Source passage:
Gaming and Fantasy, Technology Temerity

Ring Buffer

Introduction

This guide is written primarily for OpenBOR module builders, but the underlying principles apply anywhere you need to track recent history in a fixed-size structure. It assumes a basic understanding of OpenBOR script, arrays, and control structures.

Ring buffers, also called circular buffers, circular queues, or cyclic buffers, are data structures where the end of the storage range wraps back around to the beginning. They are especially useful for First In, First Out (FIFO) patterns and continuous data streams. Ring buffers are a fundamental structure, and some early platforms even included hardware support for ring-buffer-style behavior.

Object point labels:

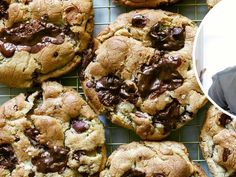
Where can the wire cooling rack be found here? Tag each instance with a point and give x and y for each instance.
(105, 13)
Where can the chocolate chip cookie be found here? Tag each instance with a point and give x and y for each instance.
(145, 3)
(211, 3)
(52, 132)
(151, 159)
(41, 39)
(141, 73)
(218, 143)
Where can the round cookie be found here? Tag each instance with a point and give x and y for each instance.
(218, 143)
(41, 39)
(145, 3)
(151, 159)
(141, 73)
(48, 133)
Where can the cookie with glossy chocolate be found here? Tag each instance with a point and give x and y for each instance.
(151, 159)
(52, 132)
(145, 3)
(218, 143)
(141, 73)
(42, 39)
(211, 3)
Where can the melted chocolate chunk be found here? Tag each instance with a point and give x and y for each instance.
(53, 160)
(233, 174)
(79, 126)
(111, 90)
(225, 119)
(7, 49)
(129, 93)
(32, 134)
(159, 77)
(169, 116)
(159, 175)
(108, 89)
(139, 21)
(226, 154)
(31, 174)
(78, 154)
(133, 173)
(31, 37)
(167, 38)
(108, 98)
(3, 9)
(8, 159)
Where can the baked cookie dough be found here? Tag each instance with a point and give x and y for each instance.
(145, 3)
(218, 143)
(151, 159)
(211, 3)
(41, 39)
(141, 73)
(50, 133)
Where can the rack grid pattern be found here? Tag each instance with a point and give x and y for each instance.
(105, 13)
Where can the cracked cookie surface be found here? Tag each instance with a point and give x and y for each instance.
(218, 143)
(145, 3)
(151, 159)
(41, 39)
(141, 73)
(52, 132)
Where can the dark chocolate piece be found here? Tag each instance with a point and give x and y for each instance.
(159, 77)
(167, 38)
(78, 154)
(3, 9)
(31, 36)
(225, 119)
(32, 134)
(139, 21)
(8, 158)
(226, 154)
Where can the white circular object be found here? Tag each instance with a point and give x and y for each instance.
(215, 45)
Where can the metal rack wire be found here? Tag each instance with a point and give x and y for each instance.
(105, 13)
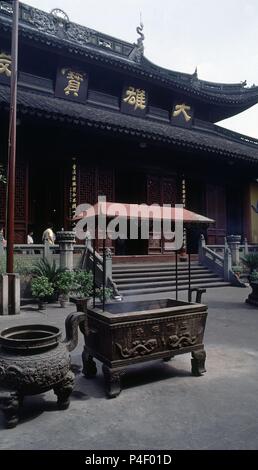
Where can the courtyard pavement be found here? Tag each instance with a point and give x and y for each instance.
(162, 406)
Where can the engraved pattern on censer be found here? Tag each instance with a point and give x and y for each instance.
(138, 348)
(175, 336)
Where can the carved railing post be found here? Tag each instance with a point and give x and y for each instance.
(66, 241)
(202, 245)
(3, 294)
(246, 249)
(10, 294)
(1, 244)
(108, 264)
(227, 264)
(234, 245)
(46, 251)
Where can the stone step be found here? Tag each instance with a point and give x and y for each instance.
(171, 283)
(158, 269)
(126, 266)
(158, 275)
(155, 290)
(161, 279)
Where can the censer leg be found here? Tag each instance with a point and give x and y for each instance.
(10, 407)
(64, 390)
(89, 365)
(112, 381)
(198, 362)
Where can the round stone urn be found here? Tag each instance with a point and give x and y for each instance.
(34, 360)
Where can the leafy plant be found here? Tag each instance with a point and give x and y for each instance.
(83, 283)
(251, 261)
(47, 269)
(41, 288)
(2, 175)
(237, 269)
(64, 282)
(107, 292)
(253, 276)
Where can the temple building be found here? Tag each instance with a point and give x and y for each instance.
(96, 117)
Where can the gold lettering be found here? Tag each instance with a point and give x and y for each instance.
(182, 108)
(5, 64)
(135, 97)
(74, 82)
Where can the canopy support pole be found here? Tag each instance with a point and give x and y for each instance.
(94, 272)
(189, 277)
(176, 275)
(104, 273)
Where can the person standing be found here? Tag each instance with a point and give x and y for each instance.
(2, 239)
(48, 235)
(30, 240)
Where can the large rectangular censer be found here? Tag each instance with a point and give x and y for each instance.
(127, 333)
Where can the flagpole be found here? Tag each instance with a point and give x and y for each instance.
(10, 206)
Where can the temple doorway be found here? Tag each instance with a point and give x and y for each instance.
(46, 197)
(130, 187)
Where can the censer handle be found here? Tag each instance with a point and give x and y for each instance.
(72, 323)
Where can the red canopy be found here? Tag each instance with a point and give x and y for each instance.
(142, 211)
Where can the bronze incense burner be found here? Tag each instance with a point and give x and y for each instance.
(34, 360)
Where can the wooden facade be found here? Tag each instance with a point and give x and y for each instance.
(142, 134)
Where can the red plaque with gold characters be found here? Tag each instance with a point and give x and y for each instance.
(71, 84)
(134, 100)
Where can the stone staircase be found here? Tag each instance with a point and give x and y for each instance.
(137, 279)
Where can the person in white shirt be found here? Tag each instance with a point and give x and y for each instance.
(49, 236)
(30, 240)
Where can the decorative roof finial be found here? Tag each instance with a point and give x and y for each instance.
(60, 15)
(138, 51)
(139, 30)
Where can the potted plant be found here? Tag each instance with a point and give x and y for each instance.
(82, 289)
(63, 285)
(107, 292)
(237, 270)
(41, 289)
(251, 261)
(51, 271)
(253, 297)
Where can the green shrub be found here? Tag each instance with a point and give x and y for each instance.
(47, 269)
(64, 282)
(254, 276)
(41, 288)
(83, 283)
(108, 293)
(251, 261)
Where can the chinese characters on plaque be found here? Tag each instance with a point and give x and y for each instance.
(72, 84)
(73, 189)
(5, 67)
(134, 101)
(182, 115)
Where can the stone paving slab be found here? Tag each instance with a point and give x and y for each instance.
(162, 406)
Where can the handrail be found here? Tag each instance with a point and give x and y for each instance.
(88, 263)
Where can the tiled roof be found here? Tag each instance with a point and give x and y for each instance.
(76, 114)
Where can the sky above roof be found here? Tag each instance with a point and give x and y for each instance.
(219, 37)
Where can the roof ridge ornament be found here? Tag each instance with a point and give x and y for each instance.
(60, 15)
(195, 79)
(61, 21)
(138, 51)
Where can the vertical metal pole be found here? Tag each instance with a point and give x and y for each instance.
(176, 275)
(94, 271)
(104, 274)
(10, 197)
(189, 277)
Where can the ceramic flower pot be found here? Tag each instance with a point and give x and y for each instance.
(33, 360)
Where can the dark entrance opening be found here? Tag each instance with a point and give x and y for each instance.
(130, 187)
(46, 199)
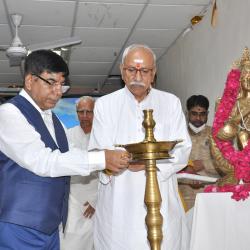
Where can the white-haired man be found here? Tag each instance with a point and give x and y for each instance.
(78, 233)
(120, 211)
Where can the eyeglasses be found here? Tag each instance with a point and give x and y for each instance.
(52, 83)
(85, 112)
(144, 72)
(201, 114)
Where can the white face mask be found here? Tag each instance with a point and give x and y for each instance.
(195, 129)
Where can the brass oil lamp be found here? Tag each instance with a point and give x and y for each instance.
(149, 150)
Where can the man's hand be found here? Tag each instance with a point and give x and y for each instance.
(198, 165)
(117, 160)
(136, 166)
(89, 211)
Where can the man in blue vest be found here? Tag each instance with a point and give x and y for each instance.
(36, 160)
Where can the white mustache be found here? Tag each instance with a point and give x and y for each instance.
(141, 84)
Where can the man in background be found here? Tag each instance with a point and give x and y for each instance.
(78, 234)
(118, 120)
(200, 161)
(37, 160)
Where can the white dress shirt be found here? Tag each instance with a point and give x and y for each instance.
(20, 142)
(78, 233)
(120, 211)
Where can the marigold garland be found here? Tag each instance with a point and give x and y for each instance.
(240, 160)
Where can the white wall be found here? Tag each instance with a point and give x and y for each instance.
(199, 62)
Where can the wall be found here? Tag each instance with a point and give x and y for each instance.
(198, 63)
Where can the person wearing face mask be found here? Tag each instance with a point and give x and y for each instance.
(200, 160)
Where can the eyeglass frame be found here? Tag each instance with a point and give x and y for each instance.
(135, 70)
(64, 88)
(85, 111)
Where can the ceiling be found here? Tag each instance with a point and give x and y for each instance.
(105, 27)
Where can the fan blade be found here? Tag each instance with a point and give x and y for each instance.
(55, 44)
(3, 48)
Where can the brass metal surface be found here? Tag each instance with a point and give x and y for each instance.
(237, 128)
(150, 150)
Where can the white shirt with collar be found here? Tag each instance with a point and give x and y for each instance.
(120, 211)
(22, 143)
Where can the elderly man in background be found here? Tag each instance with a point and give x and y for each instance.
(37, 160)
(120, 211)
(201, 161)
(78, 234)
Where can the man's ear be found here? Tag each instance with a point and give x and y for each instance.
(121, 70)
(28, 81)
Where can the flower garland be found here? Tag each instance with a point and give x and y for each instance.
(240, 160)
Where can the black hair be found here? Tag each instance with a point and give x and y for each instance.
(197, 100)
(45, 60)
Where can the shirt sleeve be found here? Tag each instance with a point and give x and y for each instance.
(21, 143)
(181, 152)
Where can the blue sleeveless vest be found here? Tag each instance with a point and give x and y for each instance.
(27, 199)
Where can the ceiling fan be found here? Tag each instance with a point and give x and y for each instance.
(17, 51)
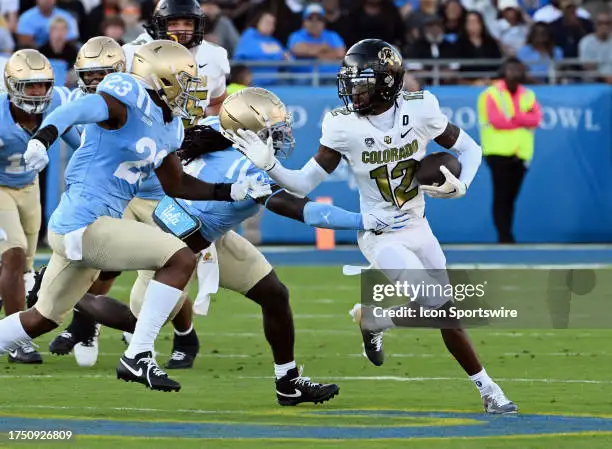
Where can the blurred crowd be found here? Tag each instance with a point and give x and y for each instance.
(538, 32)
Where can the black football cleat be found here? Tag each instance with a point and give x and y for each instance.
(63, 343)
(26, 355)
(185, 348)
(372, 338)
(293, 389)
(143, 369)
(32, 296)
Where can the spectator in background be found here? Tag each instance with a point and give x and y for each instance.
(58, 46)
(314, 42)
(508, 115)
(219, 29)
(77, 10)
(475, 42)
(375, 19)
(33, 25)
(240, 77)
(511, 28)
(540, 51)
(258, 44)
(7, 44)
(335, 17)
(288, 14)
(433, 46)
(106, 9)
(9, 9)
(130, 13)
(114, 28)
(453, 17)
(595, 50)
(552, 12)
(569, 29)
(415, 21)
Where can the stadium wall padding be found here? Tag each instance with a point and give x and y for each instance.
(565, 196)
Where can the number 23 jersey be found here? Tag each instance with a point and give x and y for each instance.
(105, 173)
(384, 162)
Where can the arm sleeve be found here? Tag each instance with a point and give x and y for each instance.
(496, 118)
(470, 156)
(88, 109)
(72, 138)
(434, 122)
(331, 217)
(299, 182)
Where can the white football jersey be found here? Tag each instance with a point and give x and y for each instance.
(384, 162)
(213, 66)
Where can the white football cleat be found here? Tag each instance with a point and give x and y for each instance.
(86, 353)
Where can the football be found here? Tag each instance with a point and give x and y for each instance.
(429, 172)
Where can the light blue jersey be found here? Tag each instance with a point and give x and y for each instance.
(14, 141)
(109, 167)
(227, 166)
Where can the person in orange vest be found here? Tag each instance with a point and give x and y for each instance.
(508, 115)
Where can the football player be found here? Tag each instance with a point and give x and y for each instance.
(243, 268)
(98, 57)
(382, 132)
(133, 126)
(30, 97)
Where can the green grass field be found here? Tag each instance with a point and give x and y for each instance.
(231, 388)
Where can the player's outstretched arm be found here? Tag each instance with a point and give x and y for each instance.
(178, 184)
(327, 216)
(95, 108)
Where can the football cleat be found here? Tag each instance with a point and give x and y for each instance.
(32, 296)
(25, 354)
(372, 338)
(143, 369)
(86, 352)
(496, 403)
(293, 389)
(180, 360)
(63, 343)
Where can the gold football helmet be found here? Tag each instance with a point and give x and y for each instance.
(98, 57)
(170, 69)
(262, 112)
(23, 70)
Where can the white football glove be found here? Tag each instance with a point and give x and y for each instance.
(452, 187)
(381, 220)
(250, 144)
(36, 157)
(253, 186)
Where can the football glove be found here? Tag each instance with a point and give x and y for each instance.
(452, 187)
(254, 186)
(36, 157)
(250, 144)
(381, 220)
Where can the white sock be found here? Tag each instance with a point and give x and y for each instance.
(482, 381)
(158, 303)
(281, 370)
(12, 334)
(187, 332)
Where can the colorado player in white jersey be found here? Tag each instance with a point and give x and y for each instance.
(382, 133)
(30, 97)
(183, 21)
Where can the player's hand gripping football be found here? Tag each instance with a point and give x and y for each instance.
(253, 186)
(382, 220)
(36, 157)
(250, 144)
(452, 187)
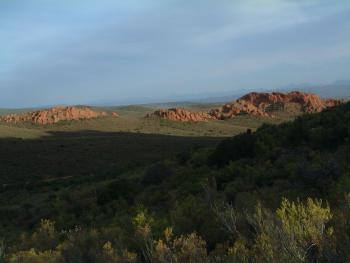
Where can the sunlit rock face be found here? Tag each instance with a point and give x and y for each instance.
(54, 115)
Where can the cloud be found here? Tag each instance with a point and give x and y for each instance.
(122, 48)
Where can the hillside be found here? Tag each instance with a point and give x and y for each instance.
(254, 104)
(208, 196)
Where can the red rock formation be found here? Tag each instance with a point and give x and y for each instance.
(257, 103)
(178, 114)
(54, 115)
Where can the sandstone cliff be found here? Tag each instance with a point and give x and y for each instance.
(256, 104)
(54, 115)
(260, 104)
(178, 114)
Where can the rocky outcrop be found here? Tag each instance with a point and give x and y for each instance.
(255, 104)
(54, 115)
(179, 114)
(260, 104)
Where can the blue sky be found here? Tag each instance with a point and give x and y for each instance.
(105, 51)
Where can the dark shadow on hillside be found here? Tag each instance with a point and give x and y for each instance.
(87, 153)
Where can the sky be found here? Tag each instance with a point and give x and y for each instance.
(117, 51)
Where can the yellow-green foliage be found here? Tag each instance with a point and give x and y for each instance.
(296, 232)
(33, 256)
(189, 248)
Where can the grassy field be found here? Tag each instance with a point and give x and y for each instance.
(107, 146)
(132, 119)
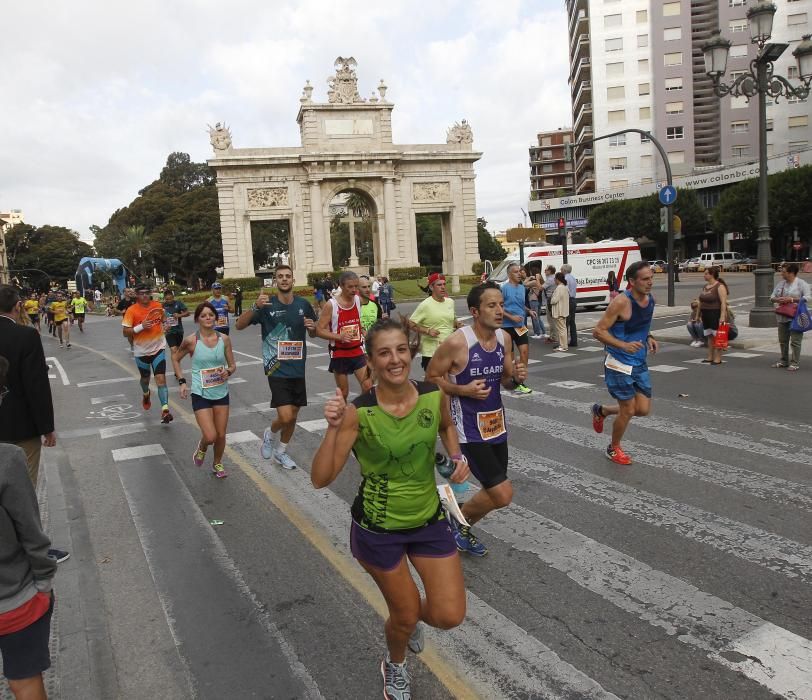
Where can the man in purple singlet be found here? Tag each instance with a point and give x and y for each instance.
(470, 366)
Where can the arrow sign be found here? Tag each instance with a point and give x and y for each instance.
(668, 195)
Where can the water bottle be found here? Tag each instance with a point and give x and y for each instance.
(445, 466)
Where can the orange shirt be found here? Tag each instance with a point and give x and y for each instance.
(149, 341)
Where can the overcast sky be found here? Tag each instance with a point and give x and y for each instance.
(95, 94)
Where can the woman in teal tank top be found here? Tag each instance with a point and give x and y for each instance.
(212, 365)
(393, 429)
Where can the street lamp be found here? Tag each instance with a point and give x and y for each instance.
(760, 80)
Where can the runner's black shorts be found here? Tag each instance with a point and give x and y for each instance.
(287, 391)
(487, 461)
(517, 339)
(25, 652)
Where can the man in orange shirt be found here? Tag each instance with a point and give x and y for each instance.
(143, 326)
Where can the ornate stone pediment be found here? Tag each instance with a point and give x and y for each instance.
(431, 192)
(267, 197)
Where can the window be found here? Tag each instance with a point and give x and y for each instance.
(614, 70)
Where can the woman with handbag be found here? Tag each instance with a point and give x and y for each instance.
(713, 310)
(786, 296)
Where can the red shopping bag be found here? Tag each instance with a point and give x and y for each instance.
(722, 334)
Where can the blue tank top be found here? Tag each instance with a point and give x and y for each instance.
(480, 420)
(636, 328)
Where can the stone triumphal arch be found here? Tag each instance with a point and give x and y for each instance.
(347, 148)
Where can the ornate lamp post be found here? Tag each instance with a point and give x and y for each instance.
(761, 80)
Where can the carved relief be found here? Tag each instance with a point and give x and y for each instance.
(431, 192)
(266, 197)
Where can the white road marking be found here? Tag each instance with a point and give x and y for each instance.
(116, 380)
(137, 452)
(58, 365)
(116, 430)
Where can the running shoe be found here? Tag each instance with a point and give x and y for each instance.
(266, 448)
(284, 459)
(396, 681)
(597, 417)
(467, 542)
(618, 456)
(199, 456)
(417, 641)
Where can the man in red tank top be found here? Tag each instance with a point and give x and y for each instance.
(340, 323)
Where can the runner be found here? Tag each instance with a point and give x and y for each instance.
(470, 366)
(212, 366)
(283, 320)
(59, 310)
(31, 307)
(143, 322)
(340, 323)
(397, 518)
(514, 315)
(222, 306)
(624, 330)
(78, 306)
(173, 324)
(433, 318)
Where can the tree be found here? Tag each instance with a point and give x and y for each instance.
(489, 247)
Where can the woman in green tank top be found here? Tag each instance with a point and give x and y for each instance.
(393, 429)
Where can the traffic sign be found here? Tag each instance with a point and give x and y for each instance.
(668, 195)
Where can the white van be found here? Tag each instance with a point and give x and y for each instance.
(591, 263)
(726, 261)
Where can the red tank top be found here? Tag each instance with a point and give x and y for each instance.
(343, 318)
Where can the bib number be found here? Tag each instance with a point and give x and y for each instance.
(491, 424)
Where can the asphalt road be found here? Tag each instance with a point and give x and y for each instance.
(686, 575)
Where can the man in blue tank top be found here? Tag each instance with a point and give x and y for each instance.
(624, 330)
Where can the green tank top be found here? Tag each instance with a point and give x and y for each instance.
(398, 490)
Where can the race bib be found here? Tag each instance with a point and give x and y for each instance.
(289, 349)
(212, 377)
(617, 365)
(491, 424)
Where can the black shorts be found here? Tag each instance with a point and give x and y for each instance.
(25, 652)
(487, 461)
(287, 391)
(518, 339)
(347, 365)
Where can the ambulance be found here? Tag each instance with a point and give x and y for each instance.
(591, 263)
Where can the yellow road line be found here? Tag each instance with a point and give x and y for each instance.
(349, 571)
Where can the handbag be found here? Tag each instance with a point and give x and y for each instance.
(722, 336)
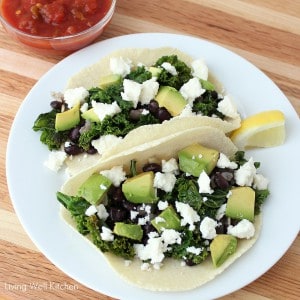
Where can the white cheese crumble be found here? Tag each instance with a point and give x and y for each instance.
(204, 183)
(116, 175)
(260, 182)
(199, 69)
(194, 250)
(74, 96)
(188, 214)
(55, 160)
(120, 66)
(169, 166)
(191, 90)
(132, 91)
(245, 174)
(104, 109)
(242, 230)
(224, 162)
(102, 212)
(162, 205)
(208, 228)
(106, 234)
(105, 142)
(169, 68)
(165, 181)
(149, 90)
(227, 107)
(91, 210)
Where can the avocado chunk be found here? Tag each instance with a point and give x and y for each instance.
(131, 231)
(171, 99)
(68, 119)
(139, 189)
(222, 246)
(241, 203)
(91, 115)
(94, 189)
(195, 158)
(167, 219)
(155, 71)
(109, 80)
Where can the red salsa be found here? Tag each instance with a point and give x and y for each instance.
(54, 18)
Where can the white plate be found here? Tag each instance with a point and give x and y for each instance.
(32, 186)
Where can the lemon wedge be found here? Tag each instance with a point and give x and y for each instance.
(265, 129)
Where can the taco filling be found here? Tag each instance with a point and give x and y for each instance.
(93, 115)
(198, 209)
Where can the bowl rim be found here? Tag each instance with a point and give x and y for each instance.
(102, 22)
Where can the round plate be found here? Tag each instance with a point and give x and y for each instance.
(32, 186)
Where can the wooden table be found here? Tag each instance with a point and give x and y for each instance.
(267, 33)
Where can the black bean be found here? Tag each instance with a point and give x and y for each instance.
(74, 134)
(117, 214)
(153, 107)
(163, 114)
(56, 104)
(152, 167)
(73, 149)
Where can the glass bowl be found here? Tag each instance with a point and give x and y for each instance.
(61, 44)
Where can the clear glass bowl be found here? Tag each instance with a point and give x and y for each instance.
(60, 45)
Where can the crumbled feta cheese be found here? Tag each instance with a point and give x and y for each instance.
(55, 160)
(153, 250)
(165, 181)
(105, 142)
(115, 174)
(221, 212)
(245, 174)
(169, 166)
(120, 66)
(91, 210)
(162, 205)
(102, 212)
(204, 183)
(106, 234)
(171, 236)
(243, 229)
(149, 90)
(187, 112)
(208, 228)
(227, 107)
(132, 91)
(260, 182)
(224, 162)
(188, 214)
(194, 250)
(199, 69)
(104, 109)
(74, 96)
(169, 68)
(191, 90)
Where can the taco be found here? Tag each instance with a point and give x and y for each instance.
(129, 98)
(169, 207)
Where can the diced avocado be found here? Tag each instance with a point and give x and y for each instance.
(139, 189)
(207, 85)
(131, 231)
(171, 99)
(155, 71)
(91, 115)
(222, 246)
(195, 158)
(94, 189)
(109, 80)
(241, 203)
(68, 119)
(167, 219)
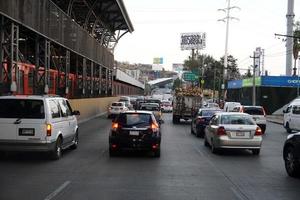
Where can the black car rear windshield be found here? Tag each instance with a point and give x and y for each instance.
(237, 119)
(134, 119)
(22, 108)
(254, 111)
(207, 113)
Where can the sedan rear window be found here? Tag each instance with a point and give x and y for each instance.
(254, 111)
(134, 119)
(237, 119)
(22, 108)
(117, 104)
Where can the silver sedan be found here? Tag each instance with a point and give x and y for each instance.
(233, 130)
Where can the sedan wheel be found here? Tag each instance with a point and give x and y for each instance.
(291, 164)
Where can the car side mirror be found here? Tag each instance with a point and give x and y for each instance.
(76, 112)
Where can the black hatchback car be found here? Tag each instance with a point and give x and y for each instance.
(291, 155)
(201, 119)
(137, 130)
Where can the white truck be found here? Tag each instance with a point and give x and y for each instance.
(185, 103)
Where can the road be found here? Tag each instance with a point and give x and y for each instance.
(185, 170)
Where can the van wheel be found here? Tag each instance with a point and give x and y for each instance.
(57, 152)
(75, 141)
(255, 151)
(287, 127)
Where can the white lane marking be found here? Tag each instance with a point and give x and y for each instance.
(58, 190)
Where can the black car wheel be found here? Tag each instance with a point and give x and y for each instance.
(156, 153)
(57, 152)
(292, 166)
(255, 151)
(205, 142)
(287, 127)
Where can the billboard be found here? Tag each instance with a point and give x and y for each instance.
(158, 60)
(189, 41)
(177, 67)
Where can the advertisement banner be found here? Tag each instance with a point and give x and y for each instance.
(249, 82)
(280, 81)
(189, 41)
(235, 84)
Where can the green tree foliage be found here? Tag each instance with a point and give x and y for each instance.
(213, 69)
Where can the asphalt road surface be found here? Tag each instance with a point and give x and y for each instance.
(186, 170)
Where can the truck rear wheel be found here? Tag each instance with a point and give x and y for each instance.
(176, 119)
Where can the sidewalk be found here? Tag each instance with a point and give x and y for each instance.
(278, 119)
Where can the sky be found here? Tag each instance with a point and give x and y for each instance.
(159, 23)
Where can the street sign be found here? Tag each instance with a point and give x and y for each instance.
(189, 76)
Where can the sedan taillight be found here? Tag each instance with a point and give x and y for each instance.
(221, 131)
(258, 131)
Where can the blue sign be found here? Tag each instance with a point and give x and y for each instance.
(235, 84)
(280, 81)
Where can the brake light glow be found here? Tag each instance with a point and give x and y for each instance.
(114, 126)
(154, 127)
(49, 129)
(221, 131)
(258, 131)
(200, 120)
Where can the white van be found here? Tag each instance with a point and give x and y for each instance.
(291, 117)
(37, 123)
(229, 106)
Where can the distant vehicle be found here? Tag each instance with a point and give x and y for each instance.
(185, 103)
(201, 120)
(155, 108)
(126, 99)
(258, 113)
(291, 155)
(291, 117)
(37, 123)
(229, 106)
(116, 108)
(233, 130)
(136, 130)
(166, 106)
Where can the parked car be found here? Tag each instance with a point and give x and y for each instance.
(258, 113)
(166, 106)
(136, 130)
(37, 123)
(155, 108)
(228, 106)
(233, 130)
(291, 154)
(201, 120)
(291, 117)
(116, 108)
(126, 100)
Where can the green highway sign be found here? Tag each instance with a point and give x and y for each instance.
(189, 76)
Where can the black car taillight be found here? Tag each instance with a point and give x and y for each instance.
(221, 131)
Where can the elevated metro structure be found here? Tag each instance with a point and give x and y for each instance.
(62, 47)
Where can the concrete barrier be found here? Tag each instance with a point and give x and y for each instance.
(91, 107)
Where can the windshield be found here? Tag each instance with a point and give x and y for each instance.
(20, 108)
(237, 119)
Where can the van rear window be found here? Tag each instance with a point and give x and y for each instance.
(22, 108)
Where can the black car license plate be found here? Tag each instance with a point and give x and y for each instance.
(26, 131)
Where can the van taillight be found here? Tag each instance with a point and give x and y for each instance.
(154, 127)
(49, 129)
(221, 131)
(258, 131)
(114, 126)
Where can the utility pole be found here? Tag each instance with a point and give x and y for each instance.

Directions:
1. Tally the lines of the records that contain the string "window", treating uppercase and lowercase as different. Give only the number.
2. Carry on the ring buffer guide, picking up right after its final sentence.

Written responses:
1. 3

2.
You have probably seen ring buffers at work without realizing it. Device inputs, such as keyboards and touch screens, often queue commands through a ring buffer. Output streams use them too. Games commonly use ring buffers for player input history, internal state tracking, visual effects, and mechanics such as:

  • Serpentine or segmented entities
  • Clone power-ups, such as Ninja Gaiden II on NES
  • Slaves, options, and satellites in shoot ’em ups
Ninja Gaiden II and Salamander demonstrate common ring-buffer patterns in action. Their helper entities appear to trace player movement by following older position data stored in compact history buffers.

In Action

Ninja Gaiden II gives us a good practical example. In this classic NES title, one standout feature is the clone power-up, allowing the main character, Ryu, to manifest one or two immortal clones that trace his movements and mimic his attacks.

Here’s what Ryu doesn’t want you to know: those spirit clones aren’t ninja magic, just clever engineering. During gameplay, Ryu’s position and status (facing, on wall, etc.) are recorded into a 64-slot ring buffer as he moves. Each game update writes Ryu’s current position and status at the active cursor, then advances the cursor from 0 to 63 before wrapping back to 0. This happens continuously, whether or not the player has any spirit clone power-ups.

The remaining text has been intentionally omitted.